## STATED GOAL
Reproduce, word for word, the records below from the line containing "BATCH JOB #4092 — Object class: sticker" up to and including the line containing "[[654, 489, 684, 509]]".

## MATERIAL FOR THIS EXERCISE
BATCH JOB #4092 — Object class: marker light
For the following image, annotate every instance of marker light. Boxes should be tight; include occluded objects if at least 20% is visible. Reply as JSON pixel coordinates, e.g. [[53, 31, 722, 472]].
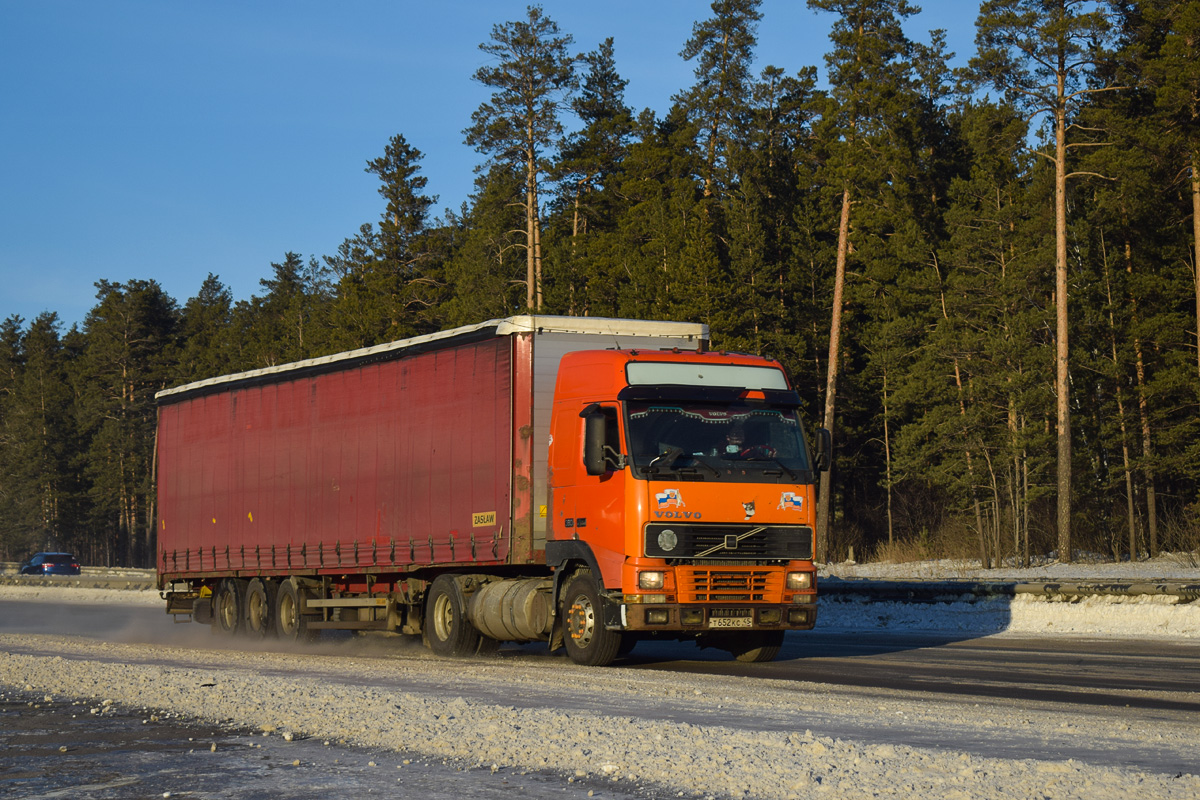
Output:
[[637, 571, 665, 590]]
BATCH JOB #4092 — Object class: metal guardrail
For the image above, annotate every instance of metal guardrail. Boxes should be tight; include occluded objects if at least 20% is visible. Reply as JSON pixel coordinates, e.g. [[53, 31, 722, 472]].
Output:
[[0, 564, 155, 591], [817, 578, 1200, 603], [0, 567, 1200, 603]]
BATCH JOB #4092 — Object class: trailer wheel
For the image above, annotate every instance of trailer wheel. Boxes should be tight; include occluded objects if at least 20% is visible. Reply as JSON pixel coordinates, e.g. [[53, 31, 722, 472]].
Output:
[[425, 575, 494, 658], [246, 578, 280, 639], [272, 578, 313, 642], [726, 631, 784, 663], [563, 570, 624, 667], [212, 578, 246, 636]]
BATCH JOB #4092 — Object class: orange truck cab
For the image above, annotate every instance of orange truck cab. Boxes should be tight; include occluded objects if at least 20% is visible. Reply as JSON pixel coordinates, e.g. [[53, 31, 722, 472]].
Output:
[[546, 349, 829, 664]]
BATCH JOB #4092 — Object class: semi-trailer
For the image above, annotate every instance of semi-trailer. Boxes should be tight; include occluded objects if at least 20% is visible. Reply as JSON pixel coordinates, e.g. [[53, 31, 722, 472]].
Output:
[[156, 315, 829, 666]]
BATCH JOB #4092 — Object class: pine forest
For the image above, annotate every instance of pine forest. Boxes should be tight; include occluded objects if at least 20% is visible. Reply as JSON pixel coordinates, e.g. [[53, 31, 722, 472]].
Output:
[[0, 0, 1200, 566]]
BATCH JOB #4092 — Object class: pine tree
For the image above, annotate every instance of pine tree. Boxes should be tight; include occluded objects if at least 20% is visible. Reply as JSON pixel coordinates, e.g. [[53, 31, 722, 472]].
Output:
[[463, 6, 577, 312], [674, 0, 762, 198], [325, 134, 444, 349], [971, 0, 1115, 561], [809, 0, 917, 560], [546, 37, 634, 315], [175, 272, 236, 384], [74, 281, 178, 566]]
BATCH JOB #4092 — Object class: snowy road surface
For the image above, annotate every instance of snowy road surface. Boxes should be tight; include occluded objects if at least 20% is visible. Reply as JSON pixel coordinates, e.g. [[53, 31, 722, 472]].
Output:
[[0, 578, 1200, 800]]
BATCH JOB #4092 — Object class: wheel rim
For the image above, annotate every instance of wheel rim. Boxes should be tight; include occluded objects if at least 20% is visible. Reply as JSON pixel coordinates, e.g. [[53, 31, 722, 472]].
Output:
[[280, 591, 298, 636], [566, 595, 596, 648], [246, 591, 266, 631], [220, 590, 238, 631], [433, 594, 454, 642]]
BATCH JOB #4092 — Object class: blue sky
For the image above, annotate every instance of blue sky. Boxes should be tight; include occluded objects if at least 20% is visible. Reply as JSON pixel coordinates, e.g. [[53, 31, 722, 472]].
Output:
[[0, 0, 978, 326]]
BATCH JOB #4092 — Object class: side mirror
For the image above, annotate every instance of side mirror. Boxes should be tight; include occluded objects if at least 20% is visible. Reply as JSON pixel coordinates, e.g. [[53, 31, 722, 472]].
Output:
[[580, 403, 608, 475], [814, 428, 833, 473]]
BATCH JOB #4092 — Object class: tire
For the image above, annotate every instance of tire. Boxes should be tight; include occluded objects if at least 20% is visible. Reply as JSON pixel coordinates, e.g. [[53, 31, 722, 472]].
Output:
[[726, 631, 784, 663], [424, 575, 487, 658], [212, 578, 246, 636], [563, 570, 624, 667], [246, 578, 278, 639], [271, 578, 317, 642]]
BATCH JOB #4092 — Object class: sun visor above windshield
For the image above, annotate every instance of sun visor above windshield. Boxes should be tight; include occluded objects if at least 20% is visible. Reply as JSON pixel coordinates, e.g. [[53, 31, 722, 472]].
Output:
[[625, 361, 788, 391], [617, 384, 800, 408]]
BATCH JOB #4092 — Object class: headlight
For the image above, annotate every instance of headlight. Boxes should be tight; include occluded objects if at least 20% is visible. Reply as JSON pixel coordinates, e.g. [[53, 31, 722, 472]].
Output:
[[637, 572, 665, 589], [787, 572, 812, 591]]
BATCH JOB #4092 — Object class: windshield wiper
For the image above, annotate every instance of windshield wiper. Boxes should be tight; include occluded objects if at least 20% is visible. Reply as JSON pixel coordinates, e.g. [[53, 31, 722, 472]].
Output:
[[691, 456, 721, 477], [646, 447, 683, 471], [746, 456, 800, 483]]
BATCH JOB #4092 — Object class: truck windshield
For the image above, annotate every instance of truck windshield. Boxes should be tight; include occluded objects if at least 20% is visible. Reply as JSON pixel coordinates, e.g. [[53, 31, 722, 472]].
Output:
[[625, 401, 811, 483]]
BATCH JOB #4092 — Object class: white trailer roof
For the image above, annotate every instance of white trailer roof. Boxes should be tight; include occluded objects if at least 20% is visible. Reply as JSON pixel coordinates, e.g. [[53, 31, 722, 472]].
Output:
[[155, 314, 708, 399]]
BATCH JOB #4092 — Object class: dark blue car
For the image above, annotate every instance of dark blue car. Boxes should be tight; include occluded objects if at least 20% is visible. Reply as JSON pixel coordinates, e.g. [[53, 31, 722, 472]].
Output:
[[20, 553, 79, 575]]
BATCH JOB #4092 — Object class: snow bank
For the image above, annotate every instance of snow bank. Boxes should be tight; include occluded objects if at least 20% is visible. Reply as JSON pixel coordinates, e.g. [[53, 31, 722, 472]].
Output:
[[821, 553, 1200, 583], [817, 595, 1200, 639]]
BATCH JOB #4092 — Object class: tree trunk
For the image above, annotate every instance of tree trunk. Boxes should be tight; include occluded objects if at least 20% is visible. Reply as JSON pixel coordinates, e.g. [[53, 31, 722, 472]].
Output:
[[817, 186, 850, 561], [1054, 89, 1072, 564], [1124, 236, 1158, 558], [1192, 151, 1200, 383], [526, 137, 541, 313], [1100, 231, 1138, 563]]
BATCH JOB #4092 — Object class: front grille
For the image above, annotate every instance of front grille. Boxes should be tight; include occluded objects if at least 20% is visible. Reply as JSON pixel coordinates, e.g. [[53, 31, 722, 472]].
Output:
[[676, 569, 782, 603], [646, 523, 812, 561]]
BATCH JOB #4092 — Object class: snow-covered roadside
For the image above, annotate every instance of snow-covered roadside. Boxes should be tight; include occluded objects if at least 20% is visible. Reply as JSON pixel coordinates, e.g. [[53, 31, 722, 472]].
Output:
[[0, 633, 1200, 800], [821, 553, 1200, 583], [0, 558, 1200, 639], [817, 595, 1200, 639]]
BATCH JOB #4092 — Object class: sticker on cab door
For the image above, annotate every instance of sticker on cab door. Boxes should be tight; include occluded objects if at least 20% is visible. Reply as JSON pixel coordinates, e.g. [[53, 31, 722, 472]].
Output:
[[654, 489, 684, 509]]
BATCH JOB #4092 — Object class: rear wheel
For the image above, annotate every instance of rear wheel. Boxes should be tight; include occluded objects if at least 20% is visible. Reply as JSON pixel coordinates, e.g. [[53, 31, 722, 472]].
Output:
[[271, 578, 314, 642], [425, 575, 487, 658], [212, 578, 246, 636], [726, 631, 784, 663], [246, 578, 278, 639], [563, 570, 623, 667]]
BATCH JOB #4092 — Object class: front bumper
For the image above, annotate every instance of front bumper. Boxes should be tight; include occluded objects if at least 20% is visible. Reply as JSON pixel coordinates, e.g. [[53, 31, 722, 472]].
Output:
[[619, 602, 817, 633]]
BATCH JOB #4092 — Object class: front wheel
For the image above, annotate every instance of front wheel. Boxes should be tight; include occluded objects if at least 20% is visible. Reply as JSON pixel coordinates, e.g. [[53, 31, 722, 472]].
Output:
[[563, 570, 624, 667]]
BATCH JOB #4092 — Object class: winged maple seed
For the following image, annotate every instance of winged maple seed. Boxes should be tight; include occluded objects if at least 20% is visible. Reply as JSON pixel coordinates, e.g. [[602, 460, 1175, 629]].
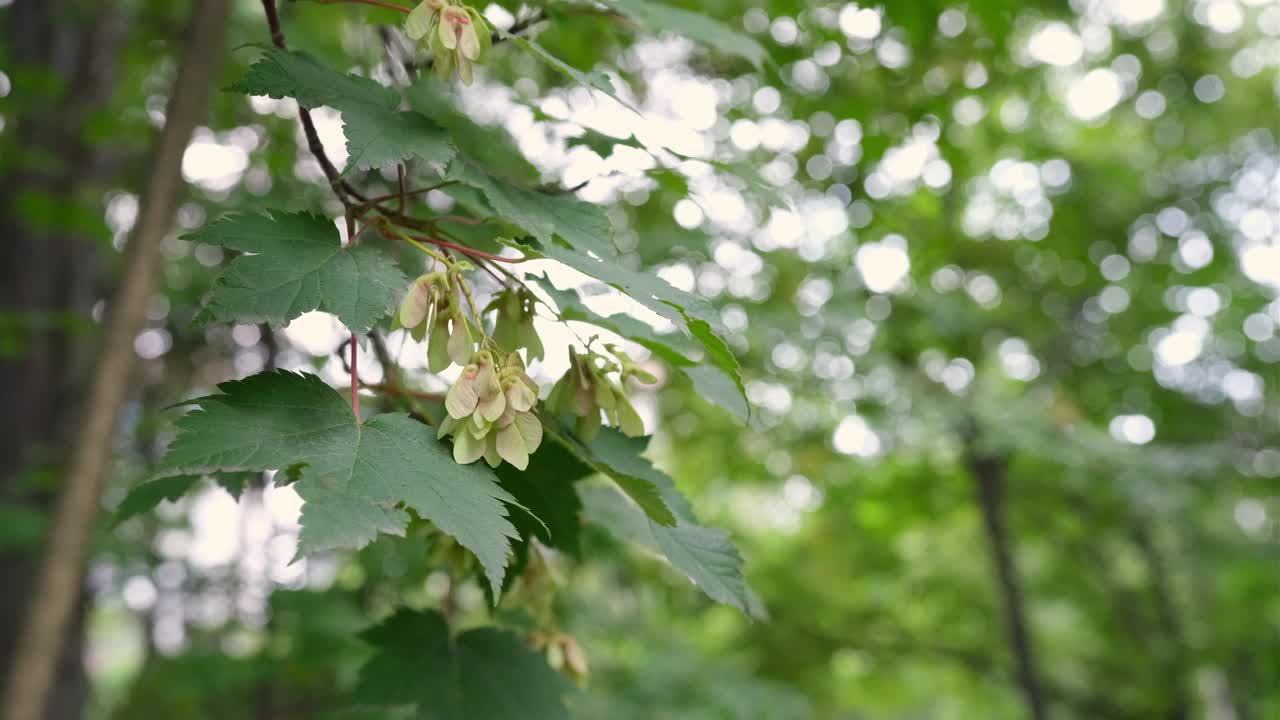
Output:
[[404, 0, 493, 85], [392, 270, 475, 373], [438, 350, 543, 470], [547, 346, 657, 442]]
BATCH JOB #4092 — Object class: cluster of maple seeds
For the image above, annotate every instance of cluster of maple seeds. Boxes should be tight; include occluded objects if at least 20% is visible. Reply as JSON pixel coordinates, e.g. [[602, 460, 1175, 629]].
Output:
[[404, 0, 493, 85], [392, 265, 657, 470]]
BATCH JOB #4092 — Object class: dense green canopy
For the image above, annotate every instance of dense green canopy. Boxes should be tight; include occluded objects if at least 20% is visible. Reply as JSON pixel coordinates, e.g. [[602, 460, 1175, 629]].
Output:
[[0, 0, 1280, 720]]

## THE OUTPUT
BATCH JOB #4092 — Object class: sticker on cab door
For the image above, annotate every instance of sticker on cab door. Boxes should be tight; include occluded objects if at least 20% is visible. Reply as JSON pixel coordinates, e.g. [[53, 31, 722, 472]].
Output:
[[654, 489, 684, 509]]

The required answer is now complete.